In quanto alle altre linee strategiche di intervento, Soriero fa bene a insistere sulla riqualificazione urbana, un obiettivo su cui impegnare con più decisione i fondi europei (aggiungo: come avvenuto con successo in altre parti d’Europa, si pensi alla Siviglia andalusa). Fa bene anche a insistere sull’industria: guai a pensare che un’area popolosa come il Sud possa prosperare solo con il turismo o inseguendo i miti della decrescita (che peraltro vive già, da anni, involontaria); e questo naturalmente vale anche per l’Italia. Tuttavia, anche per quel che riguarda l’industria Soriero rimane nel vago: a quali settori dare la priorità, con quali politiche, cioè con quali strumenti? Perché non parlare anche in questo caso di incentivi fiscali (invece che di contributi a fondo perduto o mutui agevolati, come quelli stanziati di recente dal governo Renzi),[6] su cui impegnare i fondi europei? Andrebbe anche detto, in verità, che la scelta tra incentivi fiscali (ex-post) e contributi (ex-ante) è sul piano tecnico un po’ più complessa di quel che appare, perché per erogare i fondi l’Europa impone dei precisi piani di spesa: fare dei credibili preventivi ex-ante sugli incentivi fiscali non è impossibile, ma bisogna predisporsi per tempo e attrezzarsi di conseguenza.

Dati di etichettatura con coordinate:
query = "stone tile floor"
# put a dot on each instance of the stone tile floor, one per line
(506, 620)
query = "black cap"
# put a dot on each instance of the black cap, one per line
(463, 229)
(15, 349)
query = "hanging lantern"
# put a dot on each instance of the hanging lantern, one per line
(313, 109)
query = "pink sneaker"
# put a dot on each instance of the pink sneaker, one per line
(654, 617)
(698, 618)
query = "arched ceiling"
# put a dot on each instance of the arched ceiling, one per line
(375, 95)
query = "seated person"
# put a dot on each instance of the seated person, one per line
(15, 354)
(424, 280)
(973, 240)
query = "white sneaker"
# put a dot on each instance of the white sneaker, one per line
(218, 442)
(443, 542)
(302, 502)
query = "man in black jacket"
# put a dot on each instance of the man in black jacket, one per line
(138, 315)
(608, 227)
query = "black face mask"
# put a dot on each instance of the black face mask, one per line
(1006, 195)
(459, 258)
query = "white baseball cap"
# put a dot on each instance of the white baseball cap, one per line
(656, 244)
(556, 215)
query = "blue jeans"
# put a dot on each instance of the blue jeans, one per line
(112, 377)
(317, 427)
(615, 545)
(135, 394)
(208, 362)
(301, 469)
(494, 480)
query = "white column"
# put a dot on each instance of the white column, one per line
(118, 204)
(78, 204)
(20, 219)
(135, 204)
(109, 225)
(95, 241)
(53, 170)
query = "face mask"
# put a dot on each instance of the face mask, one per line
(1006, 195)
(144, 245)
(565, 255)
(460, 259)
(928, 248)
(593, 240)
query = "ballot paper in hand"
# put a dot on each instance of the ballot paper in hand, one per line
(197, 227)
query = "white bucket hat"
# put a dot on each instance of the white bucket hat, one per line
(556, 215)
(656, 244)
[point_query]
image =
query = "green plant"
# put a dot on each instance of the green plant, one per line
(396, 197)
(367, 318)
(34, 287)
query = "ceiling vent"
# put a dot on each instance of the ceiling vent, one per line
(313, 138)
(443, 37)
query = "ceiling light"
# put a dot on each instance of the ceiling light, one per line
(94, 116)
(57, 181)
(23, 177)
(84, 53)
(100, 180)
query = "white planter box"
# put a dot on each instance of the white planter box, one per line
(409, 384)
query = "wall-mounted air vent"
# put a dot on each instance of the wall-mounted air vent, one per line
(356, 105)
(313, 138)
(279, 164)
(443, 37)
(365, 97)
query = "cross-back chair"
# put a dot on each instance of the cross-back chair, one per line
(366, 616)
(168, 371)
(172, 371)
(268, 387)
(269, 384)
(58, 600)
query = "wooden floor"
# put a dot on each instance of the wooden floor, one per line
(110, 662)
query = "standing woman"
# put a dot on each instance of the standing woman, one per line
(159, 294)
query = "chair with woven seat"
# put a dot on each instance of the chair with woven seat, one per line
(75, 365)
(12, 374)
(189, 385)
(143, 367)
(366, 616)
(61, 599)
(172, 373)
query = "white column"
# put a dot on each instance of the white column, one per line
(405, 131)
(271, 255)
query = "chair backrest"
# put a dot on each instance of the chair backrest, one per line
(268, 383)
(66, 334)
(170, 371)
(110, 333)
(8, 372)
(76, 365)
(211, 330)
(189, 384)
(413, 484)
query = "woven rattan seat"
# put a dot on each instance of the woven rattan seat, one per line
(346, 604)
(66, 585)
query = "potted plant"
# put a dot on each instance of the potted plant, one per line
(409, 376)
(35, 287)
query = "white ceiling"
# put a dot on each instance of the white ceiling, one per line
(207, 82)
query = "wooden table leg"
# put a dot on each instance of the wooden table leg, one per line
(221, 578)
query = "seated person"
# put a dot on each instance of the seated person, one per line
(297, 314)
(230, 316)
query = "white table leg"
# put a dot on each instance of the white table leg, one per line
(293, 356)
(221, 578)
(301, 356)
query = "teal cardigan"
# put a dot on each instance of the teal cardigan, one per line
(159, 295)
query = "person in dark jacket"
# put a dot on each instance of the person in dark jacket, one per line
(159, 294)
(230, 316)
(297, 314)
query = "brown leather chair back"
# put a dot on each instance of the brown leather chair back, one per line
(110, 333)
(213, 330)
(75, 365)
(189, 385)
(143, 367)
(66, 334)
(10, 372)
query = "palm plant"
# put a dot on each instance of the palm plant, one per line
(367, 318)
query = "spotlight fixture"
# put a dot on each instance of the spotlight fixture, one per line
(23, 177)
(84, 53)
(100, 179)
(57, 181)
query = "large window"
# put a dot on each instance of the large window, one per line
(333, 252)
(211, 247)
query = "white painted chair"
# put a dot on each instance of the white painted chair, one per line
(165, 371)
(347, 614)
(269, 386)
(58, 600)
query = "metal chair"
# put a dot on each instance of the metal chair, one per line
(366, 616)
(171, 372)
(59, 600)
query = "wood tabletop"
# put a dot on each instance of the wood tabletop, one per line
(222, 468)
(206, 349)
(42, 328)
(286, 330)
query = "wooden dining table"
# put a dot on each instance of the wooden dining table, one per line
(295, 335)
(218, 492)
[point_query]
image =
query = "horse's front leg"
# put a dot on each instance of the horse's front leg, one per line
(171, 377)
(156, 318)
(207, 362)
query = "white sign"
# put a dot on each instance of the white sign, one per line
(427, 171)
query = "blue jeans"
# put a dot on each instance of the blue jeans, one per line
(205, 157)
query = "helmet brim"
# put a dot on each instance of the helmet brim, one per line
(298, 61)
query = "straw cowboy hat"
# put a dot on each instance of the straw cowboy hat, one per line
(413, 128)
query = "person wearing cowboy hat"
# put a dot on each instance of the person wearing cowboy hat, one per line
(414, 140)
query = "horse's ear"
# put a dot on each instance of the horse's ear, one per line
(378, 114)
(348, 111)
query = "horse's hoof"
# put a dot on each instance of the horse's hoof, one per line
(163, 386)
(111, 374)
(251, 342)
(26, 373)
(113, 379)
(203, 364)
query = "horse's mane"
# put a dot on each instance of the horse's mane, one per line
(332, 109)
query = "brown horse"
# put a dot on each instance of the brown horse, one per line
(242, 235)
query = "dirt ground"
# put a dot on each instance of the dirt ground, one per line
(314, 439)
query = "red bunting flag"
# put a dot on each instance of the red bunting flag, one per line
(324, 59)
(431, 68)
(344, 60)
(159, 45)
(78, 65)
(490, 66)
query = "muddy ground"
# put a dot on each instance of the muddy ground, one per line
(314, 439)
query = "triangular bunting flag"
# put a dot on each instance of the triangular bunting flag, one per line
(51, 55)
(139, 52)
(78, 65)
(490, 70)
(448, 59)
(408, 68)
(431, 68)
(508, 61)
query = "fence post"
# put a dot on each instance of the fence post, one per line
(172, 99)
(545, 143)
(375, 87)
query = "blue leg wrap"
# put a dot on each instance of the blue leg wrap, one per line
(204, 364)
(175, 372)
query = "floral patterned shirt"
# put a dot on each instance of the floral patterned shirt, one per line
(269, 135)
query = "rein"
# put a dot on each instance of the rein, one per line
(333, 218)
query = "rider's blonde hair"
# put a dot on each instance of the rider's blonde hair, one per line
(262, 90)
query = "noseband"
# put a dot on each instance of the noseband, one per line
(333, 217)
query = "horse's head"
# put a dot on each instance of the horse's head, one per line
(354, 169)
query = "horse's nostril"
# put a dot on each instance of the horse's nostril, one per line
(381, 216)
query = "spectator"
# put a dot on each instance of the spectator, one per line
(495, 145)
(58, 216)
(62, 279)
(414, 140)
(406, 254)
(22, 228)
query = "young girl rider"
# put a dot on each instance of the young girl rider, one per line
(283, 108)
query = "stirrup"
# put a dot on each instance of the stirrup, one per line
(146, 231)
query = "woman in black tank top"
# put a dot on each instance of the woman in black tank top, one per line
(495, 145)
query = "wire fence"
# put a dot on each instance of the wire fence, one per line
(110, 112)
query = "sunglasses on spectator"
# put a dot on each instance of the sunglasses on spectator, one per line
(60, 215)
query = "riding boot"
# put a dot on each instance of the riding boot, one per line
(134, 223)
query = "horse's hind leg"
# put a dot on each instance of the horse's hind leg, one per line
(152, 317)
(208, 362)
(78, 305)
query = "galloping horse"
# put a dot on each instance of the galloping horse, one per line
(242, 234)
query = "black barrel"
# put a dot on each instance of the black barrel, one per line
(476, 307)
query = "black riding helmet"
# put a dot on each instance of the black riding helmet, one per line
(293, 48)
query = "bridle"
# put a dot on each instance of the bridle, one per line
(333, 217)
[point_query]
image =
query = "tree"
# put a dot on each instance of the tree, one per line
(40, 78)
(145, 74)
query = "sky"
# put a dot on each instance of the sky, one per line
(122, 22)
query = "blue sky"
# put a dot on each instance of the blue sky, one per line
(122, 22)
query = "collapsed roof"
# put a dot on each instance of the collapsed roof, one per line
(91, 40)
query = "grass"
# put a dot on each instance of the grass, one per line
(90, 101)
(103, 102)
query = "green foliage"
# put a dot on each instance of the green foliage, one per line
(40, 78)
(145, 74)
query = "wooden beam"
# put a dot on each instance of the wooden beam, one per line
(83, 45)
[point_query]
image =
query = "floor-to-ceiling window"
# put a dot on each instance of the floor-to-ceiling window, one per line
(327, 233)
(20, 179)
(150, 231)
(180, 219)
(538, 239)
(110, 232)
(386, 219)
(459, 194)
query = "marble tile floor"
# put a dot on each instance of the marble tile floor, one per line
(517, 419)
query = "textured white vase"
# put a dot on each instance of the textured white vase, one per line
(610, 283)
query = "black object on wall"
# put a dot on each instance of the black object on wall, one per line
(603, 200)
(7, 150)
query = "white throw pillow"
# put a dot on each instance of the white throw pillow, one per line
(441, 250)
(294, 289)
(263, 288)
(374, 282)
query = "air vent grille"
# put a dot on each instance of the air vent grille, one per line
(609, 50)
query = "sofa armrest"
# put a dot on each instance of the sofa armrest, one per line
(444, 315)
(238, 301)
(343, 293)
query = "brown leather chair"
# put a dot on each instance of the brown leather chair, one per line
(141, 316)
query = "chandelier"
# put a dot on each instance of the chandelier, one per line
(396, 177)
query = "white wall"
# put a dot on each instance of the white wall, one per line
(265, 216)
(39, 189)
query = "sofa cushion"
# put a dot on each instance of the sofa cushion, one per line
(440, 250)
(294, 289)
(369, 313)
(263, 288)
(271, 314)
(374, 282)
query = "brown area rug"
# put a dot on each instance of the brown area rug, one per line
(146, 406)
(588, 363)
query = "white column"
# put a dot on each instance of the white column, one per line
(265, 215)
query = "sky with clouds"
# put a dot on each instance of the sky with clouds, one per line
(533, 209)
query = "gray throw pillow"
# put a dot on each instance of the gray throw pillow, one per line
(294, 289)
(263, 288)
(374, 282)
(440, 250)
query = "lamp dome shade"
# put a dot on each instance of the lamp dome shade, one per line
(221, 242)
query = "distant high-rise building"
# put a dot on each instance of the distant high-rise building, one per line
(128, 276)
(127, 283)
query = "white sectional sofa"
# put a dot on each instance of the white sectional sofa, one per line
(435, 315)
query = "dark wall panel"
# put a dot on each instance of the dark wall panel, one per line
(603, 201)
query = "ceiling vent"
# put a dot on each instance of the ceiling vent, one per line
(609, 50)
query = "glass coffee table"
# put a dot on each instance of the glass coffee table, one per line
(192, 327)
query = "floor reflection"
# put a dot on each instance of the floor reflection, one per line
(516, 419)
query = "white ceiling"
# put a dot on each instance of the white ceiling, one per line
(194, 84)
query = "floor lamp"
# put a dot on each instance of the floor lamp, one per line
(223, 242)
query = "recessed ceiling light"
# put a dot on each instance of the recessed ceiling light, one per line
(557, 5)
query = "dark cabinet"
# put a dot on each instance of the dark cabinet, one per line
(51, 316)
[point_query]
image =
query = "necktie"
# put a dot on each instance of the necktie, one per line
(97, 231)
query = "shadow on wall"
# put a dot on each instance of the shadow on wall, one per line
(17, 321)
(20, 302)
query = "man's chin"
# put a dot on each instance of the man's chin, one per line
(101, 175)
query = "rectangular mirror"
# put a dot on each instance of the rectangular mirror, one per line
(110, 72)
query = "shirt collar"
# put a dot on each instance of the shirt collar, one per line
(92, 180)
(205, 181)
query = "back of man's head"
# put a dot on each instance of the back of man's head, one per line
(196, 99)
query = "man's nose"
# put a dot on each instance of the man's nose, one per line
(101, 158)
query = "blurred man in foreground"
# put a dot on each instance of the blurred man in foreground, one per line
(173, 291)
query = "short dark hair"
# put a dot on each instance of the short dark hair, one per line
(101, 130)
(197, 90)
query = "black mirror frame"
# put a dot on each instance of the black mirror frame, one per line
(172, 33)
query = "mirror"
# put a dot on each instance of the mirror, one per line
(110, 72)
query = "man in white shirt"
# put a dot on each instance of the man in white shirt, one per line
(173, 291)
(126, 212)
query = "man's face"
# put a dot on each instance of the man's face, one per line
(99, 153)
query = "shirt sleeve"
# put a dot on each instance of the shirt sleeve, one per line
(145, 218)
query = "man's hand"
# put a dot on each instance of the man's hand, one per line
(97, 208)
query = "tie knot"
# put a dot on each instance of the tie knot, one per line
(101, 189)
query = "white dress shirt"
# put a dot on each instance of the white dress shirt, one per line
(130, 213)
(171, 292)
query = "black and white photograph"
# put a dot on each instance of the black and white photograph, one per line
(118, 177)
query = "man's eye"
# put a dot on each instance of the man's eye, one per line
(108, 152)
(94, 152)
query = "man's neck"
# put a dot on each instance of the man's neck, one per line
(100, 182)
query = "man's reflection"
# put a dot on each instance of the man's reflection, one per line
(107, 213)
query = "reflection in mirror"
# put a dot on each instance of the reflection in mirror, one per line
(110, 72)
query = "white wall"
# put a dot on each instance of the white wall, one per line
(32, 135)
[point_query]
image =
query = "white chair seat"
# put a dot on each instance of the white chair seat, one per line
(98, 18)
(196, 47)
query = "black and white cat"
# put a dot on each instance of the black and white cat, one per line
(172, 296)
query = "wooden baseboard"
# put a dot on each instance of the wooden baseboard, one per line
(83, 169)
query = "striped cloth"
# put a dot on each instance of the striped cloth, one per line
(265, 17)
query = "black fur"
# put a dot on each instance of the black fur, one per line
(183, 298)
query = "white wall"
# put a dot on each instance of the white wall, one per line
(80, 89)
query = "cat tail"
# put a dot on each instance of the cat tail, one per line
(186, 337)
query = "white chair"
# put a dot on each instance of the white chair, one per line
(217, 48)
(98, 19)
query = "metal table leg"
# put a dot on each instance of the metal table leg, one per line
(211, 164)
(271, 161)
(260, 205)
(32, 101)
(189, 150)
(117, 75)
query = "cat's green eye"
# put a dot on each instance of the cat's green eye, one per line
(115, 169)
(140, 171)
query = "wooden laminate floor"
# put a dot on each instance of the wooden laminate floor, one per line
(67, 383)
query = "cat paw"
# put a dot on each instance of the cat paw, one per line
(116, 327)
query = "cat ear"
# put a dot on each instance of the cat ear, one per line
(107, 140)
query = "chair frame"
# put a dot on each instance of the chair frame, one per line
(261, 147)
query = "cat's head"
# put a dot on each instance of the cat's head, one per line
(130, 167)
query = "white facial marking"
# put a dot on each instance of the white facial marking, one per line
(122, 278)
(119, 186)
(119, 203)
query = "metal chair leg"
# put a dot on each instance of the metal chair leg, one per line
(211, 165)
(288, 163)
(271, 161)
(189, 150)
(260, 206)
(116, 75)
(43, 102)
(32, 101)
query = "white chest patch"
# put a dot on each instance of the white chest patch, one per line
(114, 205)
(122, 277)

Obiettivo dichiarato:
Ricopia integralmente il testo estratto, senza cambiare nulla. I dati sono materiale a sé, distinto dal testo estratto.

La risposta:
In quanto alle altre linee strategiche di intervento, Soriero fa bene a insistere sulla riqualificazione urbana, un obiettivo su cui impegnare con più decisione i fondi europei (aggiungo: come avvenuto con successo in altre parti d’Europa, si pensi alla Siviglia andalusa). Fa bene anche a insistere sull’industria: guai a pensare che un’area popolosa come il Sud possa prosperare solo con il turismo o inseguendo i miti della decrescita (che peraltro vive già, da anni, involontaria); e questo naturalmente vale anche per l’Italia. Tuttavia, anche per quel che riguarda l’industria Soriero rimane nel vago: a quali settori dare la priorità, con quali politiche, cioè con quali strumenti? Perché non parlare anche in questo caso di incentivi fiscali (invece che di contributi a fondo perduto o mutui agevolati, come quelli stanziati di recente dal governo Renzi),[6] su cui impegnare i fondi europei? Andrebbe anche detto, in verità, che la scelta tra incentivi fiscali (ex-post) e contributi (ex-ante) è sul piano tecnico un po’ più complessa di quel che appare, perché per erogare i fondi l’Europa impone dei precisi piani di spesa: fare dei credibili preventivi ex-ante sugli incentivi fiscali non è impossibile, ma bisogna predisporsi per tempo e attrezzarsi di conseguenza.